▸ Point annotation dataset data
— start —

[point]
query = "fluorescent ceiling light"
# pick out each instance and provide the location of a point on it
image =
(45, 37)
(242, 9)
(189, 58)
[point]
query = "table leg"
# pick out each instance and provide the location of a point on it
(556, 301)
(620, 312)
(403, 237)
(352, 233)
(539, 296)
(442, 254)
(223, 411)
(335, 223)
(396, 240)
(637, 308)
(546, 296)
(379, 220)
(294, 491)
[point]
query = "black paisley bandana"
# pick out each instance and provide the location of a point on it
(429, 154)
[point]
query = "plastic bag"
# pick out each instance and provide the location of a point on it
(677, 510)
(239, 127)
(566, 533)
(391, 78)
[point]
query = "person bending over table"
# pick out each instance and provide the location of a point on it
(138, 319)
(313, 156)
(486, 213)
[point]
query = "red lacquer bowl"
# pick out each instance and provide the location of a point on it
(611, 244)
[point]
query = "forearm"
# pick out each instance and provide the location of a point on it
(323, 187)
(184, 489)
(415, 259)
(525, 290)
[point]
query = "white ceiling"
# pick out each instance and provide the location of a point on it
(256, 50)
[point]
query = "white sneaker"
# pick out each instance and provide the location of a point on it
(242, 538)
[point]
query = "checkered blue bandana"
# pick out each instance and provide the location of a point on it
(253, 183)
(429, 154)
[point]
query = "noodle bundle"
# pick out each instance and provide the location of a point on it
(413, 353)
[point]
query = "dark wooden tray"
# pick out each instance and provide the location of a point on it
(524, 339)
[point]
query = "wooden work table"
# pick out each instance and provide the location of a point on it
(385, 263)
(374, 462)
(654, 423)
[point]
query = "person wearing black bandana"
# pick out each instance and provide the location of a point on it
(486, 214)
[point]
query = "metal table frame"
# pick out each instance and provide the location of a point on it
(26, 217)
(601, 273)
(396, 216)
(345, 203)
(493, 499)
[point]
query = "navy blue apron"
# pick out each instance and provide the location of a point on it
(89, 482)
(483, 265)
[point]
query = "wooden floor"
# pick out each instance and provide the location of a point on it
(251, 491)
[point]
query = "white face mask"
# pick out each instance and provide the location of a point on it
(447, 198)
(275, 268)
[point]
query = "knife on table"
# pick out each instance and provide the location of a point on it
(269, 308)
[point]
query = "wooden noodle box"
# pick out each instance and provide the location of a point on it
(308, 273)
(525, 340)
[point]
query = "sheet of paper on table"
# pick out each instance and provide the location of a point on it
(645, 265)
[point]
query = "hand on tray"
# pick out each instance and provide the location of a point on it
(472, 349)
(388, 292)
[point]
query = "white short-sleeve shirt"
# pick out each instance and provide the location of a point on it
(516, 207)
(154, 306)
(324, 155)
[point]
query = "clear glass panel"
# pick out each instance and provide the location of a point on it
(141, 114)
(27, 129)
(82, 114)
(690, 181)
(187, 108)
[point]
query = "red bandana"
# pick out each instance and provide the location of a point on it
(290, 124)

— end —
— start —

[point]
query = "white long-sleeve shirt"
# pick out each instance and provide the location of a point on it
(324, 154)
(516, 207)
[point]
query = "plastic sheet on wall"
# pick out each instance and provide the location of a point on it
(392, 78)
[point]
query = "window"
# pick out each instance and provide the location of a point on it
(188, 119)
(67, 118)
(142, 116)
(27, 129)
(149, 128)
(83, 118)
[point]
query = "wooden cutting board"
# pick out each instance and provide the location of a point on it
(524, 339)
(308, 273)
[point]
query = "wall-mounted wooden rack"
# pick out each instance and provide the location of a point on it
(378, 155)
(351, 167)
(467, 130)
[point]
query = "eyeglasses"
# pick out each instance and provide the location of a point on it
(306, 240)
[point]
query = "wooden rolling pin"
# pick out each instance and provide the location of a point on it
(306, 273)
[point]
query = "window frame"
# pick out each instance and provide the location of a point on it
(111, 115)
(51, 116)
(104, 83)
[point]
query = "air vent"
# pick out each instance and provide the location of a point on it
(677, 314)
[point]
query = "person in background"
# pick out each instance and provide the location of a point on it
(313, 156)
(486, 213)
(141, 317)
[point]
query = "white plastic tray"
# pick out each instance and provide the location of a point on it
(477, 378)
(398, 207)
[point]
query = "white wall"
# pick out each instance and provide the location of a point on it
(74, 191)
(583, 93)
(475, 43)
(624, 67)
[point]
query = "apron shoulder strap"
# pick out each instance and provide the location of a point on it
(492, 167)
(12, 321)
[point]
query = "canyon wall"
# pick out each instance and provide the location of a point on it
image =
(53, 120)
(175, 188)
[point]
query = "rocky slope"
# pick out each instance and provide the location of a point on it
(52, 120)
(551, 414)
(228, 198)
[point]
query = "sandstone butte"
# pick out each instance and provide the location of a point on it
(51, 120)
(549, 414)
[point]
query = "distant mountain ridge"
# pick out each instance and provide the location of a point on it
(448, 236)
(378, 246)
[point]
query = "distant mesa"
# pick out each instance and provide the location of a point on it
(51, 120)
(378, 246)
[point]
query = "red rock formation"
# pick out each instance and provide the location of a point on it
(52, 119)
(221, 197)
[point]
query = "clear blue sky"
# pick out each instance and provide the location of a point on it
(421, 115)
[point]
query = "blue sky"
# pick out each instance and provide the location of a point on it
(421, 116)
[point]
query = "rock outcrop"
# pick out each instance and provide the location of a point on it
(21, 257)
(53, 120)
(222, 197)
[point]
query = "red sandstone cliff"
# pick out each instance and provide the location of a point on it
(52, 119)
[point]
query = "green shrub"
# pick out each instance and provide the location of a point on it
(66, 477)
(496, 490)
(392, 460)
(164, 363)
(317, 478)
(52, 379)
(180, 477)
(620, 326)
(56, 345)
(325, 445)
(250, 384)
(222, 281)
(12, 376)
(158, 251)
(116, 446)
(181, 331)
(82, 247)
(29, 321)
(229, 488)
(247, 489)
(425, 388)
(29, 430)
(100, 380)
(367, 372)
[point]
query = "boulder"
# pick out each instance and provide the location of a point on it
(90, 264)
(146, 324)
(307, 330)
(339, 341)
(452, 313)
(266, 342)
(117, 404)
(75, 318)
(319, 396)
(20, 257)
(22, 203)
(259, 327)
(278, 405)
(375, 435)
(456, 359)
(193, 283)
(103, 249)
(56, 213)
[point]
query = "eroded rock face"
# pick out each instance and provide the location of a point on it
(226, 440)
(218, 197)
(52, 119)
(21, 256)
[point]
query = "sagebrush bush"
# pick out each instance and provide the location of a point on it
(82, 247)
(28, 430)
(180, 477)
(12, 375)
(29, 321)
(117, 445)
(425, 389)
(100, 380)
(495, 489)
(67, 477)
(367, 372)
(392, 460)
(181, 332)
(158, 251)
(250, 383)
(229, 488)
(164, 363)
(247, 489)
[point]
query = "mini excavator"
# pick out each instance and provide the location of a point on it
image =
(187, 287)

— end —
— start —

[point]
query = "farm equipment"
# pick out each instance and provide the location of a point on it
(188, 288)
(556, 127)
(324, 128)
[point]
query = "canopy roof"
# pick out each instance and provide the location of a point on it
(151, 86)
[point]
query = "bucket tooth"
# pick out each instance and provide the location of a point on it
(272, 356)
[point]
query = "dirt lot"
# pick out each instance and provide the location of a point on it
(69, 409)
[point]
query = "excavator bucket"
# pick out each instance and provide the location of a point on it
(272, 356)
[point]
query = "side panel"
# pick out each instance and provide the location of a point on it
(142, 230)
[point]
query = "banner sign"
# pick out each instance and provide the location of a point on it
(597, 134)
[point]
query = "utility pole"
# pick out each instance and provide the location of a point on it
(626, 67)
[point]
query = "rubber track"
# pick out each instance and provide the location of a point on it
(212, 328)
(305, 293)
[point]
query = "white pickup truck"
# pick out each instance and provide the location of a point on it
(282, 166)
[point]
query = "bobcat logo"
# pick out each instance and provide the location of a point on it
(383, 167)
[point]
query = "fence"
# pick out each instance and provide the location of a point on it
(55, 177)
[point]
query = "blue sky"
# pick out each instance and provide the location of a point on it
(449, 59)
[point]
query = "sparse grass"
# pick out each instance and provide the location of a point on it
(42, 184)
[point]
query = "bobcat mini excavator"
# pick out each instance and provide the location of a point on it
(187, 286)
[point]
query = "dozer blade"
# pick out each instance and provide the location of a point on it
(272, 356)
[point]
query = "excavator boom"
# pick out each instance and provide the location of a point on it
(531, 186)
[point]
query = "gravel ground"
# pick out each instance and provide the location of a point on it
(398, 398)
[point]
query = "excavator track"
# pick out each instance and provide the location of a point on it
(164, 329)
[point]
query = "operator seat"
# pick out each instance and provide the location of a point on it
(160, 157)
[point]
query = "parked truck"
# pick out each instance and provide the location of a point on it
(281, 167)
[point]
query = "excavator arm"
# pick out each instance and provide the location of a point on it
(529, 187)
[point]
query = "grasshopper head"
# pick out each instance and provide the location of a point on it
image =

— end —

▸ WRITTEN TASK
Gather every line of the data above that contains the string "white", and copy each one out. Match case exactly.

▸ OUTPUT
query = "white ceiling"
query = "white sneaker"
query = "white face mask"
query = "white short-sleeve shirt"
query = "white long-sleeve shirt"
query = "white plastic tray"
query = "white wall"
query = "white pickup truck"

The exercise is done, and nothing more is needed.